## begin Given records

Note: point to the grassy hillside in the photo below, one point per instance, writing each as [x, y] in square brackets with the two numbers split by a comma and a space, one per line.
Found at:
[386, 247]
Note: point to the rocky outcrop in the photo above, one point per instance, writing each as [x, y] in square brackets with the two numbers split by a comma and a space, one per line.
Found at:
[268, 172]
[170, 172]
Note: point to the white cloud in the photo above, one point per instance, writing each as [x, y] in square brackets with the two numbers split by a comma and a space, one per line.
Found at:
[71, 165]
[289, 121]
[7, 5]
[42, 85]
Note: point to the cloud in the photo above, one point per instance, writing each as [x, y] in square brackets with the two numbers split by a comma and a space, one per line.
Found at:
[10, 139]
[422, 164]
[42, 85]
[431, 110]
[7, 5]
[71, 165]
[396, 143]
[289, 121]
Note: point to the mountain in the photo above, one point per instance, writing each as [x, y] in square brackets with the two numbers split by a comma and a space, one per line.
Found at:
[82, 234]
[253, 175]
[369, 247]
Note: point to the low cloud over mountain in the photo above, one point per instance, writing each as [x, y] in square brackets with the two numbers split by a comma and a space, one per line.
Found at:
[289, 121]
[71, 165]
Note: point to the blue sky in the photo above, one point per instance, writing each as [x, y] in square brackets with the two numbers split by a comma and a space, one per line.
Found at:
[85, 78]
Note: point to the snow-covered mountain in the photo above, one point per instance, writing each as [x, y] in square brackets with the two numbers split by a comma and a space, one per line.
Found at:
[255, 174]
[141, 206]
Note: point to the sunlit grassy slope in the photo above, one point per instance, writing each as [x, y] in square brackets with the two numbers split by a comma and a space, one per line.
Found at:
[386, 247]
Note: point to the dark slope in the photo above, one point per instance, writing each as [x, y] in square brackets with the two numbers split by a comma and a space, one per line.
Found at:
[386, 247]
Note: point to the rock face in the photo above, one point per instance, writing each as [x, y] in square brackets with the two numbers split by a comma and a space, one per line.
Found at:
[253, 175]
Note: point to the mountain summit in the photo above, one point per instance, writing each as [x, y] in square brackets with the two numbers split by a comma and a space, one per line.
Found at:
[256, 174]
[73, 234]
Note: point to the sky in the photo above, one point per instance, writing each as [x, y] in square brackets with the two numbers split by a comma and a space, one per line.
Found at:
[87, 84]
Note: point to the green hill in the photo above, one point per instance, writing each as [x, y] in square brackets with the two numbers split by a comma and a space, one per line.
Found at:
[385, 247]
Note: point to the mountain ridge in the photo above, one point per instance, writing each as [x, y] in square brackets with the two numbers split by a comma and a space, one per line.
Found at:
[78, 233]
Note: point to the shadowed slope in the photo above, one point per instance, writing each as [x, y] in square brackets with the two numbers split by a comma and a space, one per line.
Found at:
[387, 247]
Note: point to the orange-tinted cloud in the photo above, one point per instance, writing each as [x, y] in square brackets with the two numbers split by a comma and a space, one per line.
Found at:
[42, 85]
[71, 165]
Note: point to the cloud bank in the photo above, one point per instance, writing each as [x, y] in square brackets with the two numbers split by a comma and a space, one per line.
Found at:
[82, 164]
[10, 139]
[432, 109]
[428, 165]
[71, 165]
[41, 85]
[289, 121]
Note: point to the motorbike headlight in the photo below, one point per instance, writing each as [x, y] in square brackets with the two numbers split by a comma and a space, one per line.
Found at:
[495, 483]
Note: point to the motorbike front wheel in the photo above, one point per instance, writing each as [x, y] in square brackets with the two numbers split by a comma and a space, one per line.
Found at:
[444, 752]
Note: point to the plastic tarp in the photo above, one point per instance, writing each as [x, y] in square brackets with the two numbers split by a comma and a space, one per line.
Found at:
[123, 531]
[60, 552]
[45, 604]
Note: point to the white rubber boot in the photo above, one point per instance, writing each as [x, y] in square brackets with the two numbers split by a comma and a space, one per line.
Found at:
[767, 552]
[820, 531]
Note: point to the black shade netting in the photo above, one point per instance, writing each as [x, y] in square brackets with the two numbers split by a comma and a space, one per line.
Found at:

## end Given records

— What needs to be done —
Each entry must be reproduced verbatim.

— Result —
Note: point to the grassy hillside in the photo below, one point per instance, writing each as [x, y] in square brackets with the two numbers split by a comma and a space, one per line.
Found at:
[386, 247]
Note: point to the rocky outcrop in the photo above, one point per instance, writing each as [x, y] in square brackets with the two numbers split by a comma and a space, one per line.
Found at:
[268, 172]
[170, 172]
Note: point to the white cloud in the photo above, one point per instance, writing each as [x, y] in square brackets with the two numbers split by a comma and a space, one per line.
Found at:
[71, 165]
[289, 121]
[7, 5]
[42, 85]
Note: point to the cloud in the photo above, one point per instance, writing each as [x, y] in square brackets with the two numbers split by a comma and a space, one per line.
Found at:
[10, 139]
[422, 164]
[42, 85]
[431, 110]
[7, 5]
[71, 165]
[396, 143]
[289, 121]
Note: point to the mountain in the photo above, one point per instance, writing each as [x, y] in square brackets with the two numbers split by a comma and a space, one per line.
Found at:
[82, 234]
[253, 175]
[369, 247]
Note: point to the low cloud over mountain in the photo above, one point per instance, writing each as [x, y] in square brackets with the two numbers split by a comma and a space, one per line.
Found at:
[289, 121]
[71, 165]
Note: point to the blue sky in the photo above, one point per instance, writing each as [x, y] in square brackets with the two numbers split by a comma and a space, one per line.
Found at:
[85, 78]
Note: point to the snow-covered mountain in the photo above, one point per instance, writing each as [x, y] in square brackets with the two numbers split by a comma and a space, one per line.
Found at:
[255, 174]
[141, 206]
Note: point to the sunlit grassy slope in the photo above, one point per instance, writing each as [x, y] in square brackets with the two numbers split by a comma and a space, one per line.
Found at:
[386, 247]
Note: point to the dark slope in the photo above, one point per instance, writing each as [x, y] in square brackets with the two numbers split by a comma and a space, one per line.
Found at:
[386, 247]
Note: point to the rock face in the photo above, one point per instance, writing each as [x, y] in square brackets with the two numbers split by a comma and a space, one per line.
Found at:
[253, 175]
Note: point to the mountain summit in the photo above, one point per instance, writing each as [x, y] in square brackets with the two numbers split by a comma and a space, one per line.
Found at:
[256, 174]
[73, 234]
Note: point to the sky in the photo above, one point per instance, writing each as [x, y] in square brackets with the two numbers split by a comma and a space, one per line.
Found at:
[87, 84]
Note: point to the green hill in the photo above, one point per instance, writing each as [x, y] in square brackets with the two numbers split by a comma and a space, one per line.
Found at:
[385, 247]
Note: point to the mountain ridge in the photo above, one point per instance, writing each as [x, y] in square brackets with the two numbers split by a comma and a space, one per line.
Found at:
[78, 233]
Note: point to the shadowed slope in the photo above, one point per instance, writing each as [x, y] in square brackets with the two numbers split by a comma and a space, one per line.
Found at:
[387, 247]
Note: point to the orange-tinted cloud in the photo above, one point per instance, writing each as [x, y] in square brackets with the two numbers split by a comma and a space, one per line.
Found at:
[42, 85]
[71, 165]
Note: point to the cloud bank in the photo above, one point per instance, writing each as [x, y] in square brackets with the two numbers split by a comma and a space, one per line.
Found at:
[82, 164]
[10, 139]
[432, 109]
[428, 165]
[71, 165]
[41, 85]
[289, 121]
Note: point to the motorbike headlight in the photo below, one point per instance, writing each as [x, y] in square brackets with the two numbers split by a comma and a space, one per line.
Found at:
[495, 483]
Note: point to the motorbike front wheel in the photo above, one point per instance, writing each as [x, y] in square brackets with the two numbers split by a comma and a space, one per line.
Found at:
[444, 752]
Note: point to the plastic tarp in the photo above, one point per instance, writing each as [x, y] in square brackets with the two numbers split by a comma and a space, one per line.
Found at:
[123, 531]
[60, 552]
[45, 604]
Note: point to the white rubber boot in the photo above, one point per instance, writing each as [x, y] in square brackets with the two numbers split by a comma and a space, one per line.
Found at:
[767, 552]
[820, 531]
Note: point to the black shade netting in the photo above, one point per instance, writing each as [x, y] in square brackets with the two numbers split by a comma and a space, one per line.
Found at:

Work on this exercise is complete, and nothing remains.